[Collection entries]
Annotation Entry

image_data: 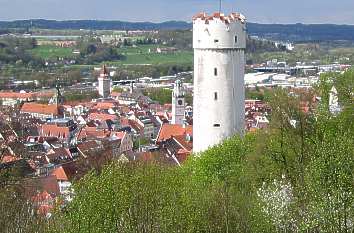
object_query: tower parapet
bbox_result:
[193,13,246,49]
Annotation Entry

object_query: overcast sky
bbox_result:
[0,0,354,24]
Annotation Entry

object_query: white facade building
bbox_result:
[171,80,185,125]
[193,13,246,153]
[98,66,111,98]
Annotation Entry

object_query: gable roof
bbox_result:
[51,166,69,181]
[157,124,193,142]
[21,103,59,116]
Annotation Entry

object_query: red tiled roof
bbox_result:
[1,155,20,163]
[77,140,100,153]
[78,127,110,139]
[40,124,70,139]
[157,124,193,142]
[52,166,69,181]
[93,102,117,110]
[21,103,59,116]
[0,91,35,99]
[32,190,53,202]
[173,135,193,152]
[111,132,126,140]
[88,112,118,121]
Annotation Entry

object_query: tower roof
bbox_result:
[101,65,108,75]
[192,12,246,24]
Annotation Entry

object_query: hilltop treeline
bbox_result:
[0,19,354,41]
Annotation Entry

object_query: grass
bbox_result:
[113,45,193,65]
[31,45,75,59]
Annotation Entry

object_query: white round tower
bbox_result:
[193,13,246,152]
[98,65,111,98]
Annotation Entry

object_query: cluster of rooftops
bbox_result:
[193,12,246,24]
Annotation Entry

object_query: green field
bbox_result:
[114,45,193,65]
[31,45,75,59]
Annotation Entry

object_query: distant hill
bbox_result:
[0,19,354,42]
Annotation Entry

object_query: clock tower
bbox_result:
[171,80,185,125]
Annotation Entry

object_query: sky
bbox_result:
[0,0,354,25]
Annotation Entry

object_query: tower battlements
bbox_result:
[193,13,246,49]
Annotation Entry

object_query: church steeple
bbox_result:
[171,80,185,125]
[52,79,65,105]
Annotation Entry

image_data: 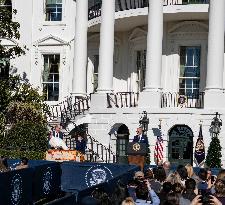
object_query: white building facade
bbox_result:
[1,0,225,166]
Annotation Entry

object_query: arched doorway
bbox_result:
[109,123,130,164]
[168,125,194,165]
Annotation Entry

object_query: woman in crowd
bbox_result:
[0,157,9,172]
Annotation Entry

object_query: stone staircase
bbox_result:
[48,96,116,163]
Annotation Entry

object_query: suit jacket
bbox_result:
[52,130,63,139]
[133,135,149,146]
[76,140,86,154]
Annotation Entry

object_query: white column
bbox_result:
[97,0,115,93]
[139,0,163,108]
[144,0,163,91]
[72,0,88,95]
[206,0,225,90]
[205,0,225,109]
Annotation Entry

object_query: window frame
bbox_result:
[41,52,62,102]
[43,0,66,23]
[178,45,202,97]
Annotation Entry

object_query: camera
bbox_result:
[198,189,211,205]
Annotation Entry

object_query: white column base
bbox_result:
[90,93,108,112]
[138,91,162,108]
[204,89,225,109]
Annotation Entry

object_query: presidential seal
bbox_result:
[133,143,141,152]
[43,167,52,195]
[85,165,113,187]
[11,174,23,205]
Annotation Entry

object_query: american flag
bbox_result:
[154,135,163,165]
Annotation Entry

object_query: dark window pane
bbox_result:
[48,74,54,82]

* * *

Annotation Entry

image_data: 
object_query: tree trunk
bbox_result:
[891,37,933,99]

==

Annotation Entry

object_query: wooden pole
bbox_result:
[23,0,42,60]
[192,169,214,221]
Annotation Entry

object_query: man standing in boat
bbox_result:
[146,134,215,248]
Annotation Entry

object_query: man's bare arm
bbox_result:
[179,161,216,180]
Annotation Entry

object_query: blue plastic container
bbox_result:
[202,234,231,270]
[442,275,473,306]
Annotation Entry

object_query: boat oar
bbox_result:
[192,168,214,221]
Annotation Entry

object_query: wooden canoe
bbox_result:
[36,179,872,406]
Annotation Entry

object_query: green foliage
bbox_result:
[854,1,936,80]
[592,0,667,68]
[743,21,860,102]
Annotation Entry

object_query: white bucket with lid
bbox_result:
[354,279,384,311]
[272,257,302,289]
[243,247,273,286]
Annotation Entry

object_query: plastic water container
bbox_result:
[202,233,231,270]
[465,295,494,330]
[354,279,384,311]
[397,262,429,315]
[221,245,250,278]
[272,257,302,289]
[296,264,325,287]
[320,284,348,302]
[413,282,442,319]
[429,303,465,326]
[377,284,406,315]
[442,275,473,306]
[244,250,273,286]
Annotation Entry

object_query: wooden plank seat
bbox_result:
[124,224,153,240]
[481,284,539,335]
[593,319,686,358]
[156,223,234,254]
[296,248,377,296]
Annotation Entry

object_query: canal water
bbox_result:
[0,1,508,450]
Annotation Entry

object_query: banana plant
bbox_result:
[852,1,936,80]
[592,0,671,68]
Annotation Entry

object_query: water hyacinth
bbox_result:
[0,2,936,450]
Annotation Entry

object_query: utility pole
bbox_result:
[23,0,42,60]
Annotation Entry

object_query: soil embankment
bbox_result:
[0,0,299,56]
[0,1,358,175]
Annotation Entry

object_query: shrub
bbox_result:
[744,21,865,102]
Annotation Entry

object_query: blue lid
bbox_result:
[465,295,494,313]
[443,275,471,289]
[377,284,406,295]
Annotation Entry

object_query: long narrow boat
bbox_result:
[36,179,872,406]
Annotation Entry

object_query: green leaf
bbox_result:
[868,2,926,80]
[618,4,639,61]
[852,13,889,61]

▸ **What you need to do**:
Report how many lines in the entries above contain the string "facade". Give only the number.

▸ **Result of this task**:
2